Given request – Copy out, word for word, the part of the data that opens with the line containing "Target: cloudy sky" and runs through the last line of the data, with both ends included.
··· Dataset extract
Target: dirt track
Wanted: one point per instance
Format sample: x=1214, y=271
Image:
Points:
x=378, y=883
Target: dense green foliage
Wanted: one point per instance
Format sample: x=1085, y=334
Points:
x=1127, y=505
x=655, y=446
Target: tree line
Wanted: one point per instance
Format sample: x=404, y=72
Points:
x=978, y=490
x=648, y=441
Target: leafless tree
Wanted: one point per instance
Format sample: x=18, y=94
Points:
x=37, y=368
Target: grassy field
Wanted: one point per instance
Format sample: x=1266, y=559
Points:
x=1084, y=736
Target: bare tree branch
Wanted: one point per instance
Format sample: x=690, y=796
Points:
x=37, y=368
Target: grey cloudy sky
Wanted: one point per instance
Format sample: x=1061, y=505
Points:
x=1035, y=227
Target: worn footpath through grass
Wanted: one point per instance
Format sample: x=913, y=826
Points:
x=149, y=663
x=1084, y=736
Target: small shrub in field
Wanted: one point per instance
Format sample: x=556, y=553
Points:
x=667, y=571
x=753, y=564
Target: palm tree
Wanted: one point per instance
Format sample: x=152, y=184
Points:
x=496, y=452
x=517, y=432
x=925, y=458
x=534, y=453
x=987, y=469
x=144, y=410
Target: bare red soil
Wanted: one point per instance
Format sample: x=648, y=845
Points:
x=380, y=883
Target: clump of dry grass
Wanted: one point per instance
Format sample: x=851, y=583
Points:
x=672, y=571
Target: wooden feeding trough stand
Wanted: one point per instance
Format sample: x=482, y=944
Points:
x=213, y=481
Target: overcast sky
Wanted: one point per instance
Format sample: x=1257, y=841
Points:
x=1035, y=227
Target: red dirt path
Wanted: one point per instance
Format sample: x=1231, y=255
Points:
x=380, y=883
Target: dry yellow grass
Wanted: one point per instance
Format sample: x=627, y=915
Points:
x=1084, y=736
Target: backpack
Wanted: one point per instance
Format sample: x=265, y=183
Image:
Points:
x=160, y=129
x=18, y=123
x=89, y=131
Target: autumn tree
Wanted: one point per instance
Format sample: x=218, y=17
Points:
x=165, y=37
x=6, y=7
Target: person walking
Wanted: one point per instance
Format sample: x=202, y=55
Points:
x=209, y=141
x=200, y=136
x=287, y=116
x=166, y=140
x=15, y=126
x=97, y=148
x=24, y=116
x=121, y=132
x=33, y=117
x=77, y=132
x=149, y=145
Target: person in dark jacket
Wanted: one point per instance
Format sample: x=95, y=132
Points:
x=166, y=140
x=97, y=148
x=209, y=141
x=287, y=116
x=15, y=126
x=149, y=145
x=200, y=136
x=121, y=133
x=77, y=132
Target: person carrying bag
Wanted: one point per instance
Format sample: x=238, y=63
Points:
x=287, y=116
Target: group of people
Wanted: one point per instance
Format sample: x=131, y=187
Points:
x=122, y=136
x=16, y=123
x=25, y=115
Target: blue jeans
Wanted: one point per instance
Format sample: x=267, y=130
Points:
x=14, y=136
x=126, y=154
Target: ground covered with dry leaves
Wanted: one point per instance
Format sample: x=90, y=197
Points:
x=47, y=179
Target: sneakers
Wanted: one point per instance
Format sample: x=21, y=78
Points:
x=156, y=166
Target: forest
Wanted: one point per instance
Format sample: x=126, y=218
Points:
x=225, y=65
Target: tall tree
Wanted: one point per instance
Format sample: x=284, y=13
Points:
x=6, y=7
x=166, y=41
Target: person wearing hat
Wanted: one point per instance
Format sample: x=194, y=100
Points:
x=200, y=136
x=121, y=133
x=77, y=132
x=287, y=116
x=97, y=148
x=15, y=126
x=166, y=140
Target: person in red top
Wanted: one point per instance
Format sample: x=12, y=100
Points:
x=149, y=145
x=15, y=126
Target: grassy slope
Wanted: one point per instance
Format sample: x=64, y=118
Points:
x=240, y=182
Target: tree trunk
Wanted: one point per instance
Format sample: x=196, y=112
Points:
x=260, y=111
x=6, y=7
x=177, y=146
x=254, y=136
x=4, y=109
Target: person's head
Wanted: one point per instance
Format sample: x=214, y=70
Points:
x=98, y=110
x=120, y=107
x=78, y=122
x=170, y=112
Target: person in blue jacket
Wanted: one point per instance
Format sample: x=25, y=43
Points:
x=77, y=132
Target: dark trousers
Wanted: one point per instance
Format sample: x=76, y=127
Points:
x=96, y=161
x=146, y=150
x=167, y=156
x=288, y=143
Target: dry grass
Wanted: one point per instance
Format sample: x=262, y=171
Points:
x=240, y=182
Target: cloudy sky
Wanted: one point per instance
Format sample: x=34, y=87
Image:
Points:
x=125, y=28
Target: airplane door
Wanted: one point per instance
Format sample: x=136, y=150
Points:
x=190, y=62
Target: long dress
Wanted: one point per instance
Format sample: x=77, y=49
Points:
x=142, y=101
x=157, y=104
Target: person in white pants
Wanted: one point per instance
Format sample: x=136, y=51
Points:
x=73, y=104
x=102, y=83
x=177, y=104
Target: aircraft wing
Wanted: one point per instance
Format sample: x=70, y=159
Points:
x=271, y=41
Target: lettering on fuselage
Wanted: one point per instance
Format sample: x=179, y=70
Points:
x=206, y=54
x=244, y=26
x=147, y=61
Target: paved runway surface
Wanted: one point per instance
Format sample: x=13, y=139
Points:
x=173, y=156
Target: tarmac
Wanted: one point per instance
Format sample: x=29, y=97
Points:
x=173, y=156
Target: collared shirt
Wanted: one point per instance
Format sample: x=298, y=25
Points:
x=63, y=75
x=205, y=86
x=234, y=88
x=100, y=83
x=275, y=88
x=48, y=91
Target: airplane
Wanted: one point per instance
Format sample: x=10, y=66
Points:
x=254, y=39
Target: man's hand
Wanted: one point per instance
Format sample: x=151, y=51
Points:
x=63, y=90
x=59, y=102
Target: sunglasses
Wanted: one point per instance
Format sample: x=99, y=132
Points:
······
The reply –
Target: cloudy sky
Wanted: one point per instance
Format sample: x=34, y=87
Image:
Points:
x=125, y=28
Target: airplane door
Wanted: one point per instance
Format sample: x=136, y=150
Points:
x=190, y=62
Target: long dress
Wanted: one point per instance
Format sample: x=77, y=49
Points:
x=142, y=101
x=157, y=104
Target: person in white pants
Wanted: one point per instance
Format sample: x=136, y=51
Points:
x=73, y=104
x=102, y=83
x=177, y=104
Target: aircraft wing
Wanted: one point per instance
Format sample: x=70, y=159
Points:
x=271, y=41
Target: lettering on fuselage
Wanted: one point per instance
Format sample: x=179, y=70
Points:
x=206, y=54
x=244, y=26
x=147, y=61
Target: paved runway surface
Wanted: one point per instance
Format sample: x=13, y=139
Points:
x=173, y=156
Target: tarmac
Wanted: one point per instance
Format sample: x=29, y=97
Points:
x=173, y=156
Target: collared shirt
Wanted: one point per instance
Format sample: x=298, y=25
Points:
x=63, y=75
x=205, y=86
x=234, y=88
x=100, y=83
x=275, y=88
x=48, y=91
Target: airplane
Wanted: one point per instance
Format sample: x=10, y=66
Points:
x=254, y=39
Target: man's hand
Wanted: one point per instance
Format sample: x=151, y=51
Points:
x=63, y=90
x=59, y=102
Target: sunglasses
Wanted: one point per instance
Format sample: x=99, y=132
Points:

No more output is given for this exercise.